═══ TRECHO DO TEXTO

Intitulado “Atlânticas: Programa Beatriz Nascimento de Mulheres na Ciência”, a iniciativa é fruto da parceria entre o MIR, outros três ministérios (dos Povos Indígenas, da Ciência, Tecnologia e Inovação, das Mulheres, CNPq e CAPES. A soma de esforços possibilitará que o Governo Federal invista R$ 8 milhões em bolsas de doutorado sanduíche (com uma temporada de estudos realizada fora do país) e pós-doutorado no exterior. Os editais devem ser lançados até o final deste ano e a expectativa é de que sejam ofertadas 45 bolsas. Além disso, o programa prevê auxílios para a obtenção de passaporte e vistos.
“A nossa luta é todo dia. Ela é uma luta coletiva e essa luta perpassa, sem dúvida, pela educação. Eu acredito em uma educação mais digna, mais humana, mais diversa, não dispersa. E que cada vez mais a gente possa fortalecer, abrir portas”, afirmou a ministra da Igualdade Racial, Anielle Franco, durante o evento de lançamento do programa Atlânticas, que aconteceu no dia 20 de julho, no auditório da Universidade Federal do Pará (UFPA).
De acordo com dados coletados pela área de Tecnologia da Informação do CNPq, e divulgados pelo MIR, das bolsas de doutorado sanduíche vigentes no país, as mulheres negras são 4,9% das bolsistas, enquanto as brancas são 30,9% e não há nenhuma indígena beneficiada. Já no pós-doutorado no exterior, as mulheres negras são 12,6% das bolsistas, as brancas 37,7% e também não há indígenas bolsistas.
Diante desse baixo número de mulheres negras e indígenas nos programas de pós-graduação, o Atlânticas surge para mudar o cenário promovendo o ingresso dessas mulheres nas universidades. “Esperamos que o Atlânticas incentive cada vez mais mulheres a buscarem a carreira científica, especialmente aquelas que foram historicamente excluídas desses espaços”, defendeu a diretora de Ações Afirmativas do Ministério da Igualdade Racial, Anna Venturini.
Jovem negra e nordestina, nascida em Aracaju, Beatriz Nascimento viveu boa parte de sua vida no subúrbio carioca e iniciou sua vida acadêmica em 1968 ao ingressar no curso de história na Universidade Federal do Rio de Janeiro (UFRJ). Profundamente marcada e influenciada pelas movimentações políticas e culturais de sua época, com o nascimento do Movimento Negro Unificado (MNU), Beatriz Nascimento dedicou seu trabalho à história do povo negro no Brasil longe do olhar colonizador, que estava mais interessado em colocar o negro em um lugar de subalternidade escravizada do que como protagonista de uma trajetória de luta e resistência, com um aporte cultural africano.
A historiadora reconhecia e defendia o poder das nações que nasceram da “transmigração”, do processo escravocrata que tirou o povo africano de suas terras e através do Atlântico os trouxeram para a América, onde criaram uma nova forma de vida.

══════
═══ DADOS EXIBIDOS

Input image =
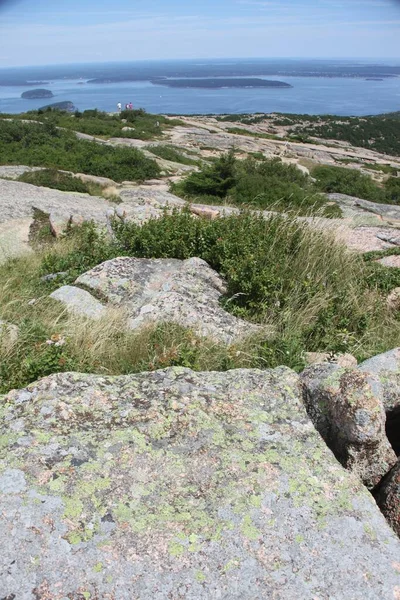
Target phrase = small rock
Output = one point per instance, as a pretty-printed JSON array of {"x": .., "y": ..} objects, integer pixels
[
  {"x": 205, "y": 212},
  {"x": 168, "y": 290},
  {"x": 346, "y": 407},
  {"x": 58, "y": 224},
  {"x": 393, "y": 300},
  {"x": 388, "y": 497},
  {"x": 8, "y": 333},
  {"x": 343, "y": 360},
  {"x": 390, "y": 261},
  {"x": 53, "y": 276},
  {"x": 79, "y": 302}
]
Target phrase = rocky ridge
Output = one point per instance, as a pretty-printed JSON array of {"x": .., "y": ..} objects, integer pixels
[{"x": 182, "y": 484}]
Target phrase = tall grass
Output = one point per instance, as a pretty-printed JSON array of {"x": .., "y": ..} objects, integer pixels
[{"x": 310, "y": 291}]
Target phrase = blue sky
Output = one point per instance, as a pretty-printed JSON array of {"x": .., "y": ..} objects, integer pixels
[{"x": 37, "y": 32}]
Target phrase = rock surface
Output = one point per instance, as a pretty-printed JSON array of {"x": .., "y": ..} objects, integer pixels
[
  {"x": 177, "y": 484},
  {"x": 387, "y": 368},
  {"x": 388, "y": 498},
  {"x": 346, "y": 407},
  {"x": 343, "y": 360},
  {"x": 163, "y": 290},
  {"x": 79, "y": 301},
  {"x": 390, "y": 261},
  {"x": 8, "y": 333},
  {"x": 351, "y": 205}
]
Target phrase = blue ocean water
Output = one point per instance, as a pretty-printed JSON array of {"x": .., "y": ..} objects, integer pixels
[{"x": 312, "y": 95}]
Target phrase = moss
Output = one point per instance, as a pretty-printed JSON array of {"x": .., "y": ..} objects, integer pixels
[
  {"x": 200, "y": 577},
  {"x": 98, "y": 568},
  {"x": 249, "y": 530}
]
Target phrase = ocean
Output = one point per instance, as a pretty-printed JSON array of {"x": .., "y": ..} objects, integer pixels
[{"x": 319, "y": 88}]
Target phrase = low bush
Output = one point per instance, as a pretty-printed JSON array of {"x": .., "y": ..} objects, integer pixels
[
  {"x": 171, "y": 153},
  {"x": 354, "y": 183},
  {"x": 65, "y": 182},
  {"x": 279, "y": 271},
  {"x": 269, "y": 184},
  {"x": 45, "y": 145}
]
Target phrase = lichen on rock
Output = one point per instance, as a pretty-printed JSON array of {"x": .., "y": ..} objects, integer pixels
[{"x": 181, "y": 484}]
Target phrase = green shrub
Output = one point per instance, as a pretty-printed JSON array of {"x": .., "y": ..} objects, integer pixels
[
  {"x": 213, "y": 180},
  {"x": 280, "y": 272},
  {"x": 392, "y": 190},
  {"x": 171, "y": 153},
  {"x": 46, "y": 146},
  {"x": 269, "y": 184},
  {"x": 347, "y": 181}
]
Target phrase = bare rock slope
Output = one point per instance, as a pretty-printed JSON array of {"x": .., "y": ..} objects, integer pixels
[
  {"x": 177, "y": 484},
  {"x": 158, "y": 290}
]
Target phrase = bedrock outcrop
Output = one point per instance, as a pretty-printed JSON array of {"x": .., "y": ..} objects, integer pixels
[
  {"x": 176, "y": 484},
  {"x": 153, "y": 291}
]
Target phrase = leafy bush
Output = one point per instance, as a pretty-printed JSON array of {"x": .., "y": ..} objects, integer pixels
[
  {"x": 266, "y": 184},
  {"x": 279, "y": 271},
  {"x": 354, "y": 183},
  {"x": 45, "y": 145},
  {"x": 213, "y": 180},
  {"x": 171, "y": 153},
  {"x": 392, "y": 190}
]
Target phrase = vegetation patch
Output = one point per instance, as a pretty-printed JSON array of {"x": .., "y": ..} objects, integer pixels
[
  {"x": 269, "y": 184},
  {"x": 279, "y": 272},
  {"x": 46, "y": 145},
  {"x": 354, "y": 183},
  {"x": 136, "y": 124},
  {"x": 58, "y": 180},
  {"x": 171, "y": 153}
]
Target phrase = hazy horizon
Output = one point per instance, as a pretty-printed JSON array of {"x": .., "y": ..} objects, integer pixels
[
  {"x": 97, "y": 31},
  {"x": 368, "y": 60}
]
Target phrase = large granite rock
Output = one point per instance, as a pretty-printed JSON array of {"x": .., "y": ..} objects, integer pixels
[
  {"x": 388, "y": 497},
  {"x": 79, "y": 301},
  {"x": 17, "y": 201},
  {"x": 164, "y": 290},
  {"x": 386, "y": 367},
  {"x": 177, "y": 484},
  {"x": 346, "y": 407},
  {"x": 358, "y": 205}
]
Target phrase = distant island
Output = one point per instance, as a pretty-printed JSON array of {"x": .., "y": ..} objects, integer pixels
[
  {"x": 218, "y": 83},
  {"x": 38, "y": 93},
  {"x": 67, "y": 105}
]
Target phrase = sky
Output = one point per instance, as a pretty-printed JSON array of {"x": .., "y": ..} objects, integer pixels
[{"x": 41, "y": 32}]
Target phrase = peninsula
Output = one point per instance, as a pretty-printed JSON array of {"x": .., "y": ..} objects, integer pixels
[
  {"x": 220, "y": 82},
  {"x": 38, "y": 93}
]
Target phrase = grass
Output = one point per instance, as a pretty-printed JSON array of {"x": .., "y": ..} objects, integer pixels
[
  {"x": 266, "y": 184},
  {"x": 265, "y": 136},
  {"x": 65, "y": 182},
  {"x": 279, "y": 272},
  {"x": 354, "y": 183},
  {"x": 51, "y": 340},
  {"x": 45, "y": 145},
  {"x": 141, "y": 125}
]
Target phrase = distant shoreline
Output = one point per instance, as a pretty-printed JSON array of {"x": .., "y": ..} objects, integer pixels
[{"x": 220, "y": 83}]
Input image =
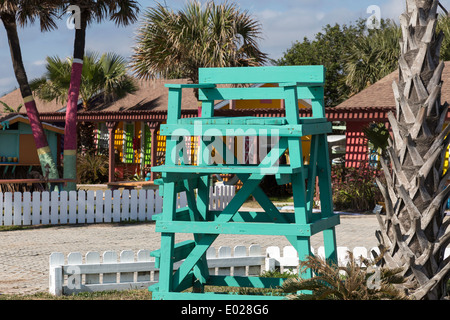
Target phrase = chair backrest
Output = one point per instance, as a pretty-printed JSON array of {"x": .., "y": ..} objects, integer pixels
[
  {"x": 294, "y": 83},
  {"x": 313, "y": 75}
]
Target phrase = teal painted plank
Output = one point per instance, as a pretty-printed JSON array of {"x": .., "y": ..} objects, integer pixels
[
  {"x": 198, "y": 129},
  {"x": 180, "y": 251},
  {"x": 234, "y": 120},
  {"x": 189, "y": 86},
  {"x": 291, "y": 105},
  {"x": 303, "y": 247},
  {"x": 275, "y": 74},
  {"x": 242, "y": 228},
  {"x": 313, "y": 92},
  {"x": 209, "y": 296},
  {"x": 174, "y": 106},
  {"x": 247, "y": 282},
  {"x": 330, "y": 245},
  {"x": 229, "y": 169}
]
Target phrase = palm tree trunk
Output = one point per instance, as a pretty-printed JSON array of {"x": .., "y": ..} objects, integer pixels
[
  {"x": 46, "y": 159},
  {"x": 414, "y": 230},
  {"x": 70, "y": 132}
]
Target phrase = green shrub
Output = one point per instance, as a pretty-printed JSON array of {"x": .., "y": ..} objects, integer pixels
[
  {"x": 92, "y": 169},
  {"x": 355, "y": 188}
]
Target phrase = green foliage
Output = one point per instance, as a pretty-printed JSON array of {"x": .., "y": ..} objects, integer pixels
[
  {"x": 105, "y": 74},
  {"x": 8, "y": 109},
  {"x": 355, "y": 189},
  {"x": 378, "y": 135},
  {"x": 358, "y": 280},
  {"x": 178, "y": 43},
  {"x": 372, "y": 56},
  {"x": 328, "y": 48},
  {"x": 355, "y": 57},
  {"x": 92, "y": 169}
]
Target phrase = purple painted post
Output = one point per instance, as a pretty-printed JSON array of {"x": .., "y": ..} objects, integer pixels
[{"x": 70, "y": 130}]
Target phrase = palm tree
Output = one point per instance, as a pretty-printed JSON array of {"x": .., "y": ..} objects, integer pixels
[
  {"x": 414, "y": 229},
  {"x": 103, "y": 76},
  {"x": 17, "y": 12},
  {"x": 372, "y": 57},
  {"x": 178, "y": 43},
  {"x": 122, "y": 12},
  {"x": 359, "y": 279}
]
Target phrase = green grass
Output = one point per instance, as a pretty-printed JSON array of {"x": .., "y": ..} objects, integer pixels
[{"x": 103, "y": 295}]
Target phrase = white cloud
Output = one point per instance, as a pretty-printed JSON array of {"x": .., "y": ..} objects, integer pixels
[
  {"x": 282, "y": 28},
  {"x": 39, "y": 63}
]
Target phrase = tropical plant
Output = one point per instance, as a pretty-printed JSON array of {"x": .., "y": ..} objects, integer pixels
[
  {"x": 355, "y": 189},
  {"x": 360, "y": 279},
  {"x": 13, "y": 13},
  {"x": 8, "y": 109},
  {"x": 329, "y": 48},
  {"x": 122, "y": 12},
  {"x": 198, "y": 36},
  {"x": 377, "y": 136},
  {"x": 103, "y": 77},
  {"x": 92, "y": 169},
  {"x": 414, "y": 231},
  {"x": 372, "y": 56}
]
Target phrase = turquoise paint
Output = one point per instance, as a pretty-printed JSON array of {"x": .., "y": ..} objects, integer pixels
[
  {"x": 205, "y": 225},
  {"x": 9, "y": 140}
]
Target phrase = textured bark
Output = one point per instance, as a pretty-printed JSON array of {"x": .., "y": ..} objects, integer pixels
[
  {"x": 47, "y": 162},
  {"x": 70, "y": 131},
  {"x": 414, "y": 229}
]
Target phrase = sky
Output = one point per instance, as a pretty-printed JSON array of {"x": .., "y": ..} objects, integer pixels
[{"x": 283, "y": 23}]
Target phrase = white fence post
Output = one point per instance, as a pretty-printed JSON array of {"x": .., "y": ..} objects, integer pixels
[
  {"x": 92, "y": 206},
  {"x": 127, "y": 273}
]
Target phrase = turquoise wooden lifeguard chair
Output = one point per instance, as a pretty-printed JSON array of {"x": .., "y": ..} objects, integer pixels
[{"x": 178, "y": 175}]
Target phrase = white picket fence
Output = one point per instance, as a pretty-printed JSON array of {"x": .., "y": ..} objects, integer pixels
[
  {"x": 20, "y": 209},
  {"x": 112, "y": 271}
]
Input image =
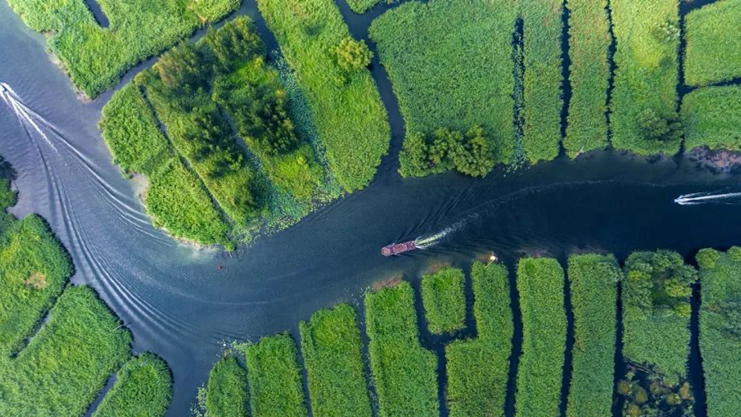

══════

LISTA DE EXERCÍCIOS:
A - Atualize o trecho do texto sobre o programa Atlânticas que começa em "Diante desse baixo" e termina em "Racial, Anna Venturini.", trocando "cenário" por "quadro", e escreva-o novamente.
B - Indique todas as linhas dos registros em que aparece a palavra "tree", copiando cada uma delas por inteiro.

GABARITO:
A -
Diante desse baixo número de mulheres negras e indígenas nos programas de pós-graduação, o Atlânticas surge para mudar o quadro promovendo o ingresso dessas mulheres nas universidades. “Esperamos que o Atlânticas incentive cada vez mais mulheres a buscarem a carreira científica, especialmente aquelas que foram historicamente excluídas desses espaços”, defendeu a diretora de Ações Afirmativas do Ministério da Igualdade Racial, Anna Venturini.

B -
Target phrase = palm tree trunk
Target phrase = palm tree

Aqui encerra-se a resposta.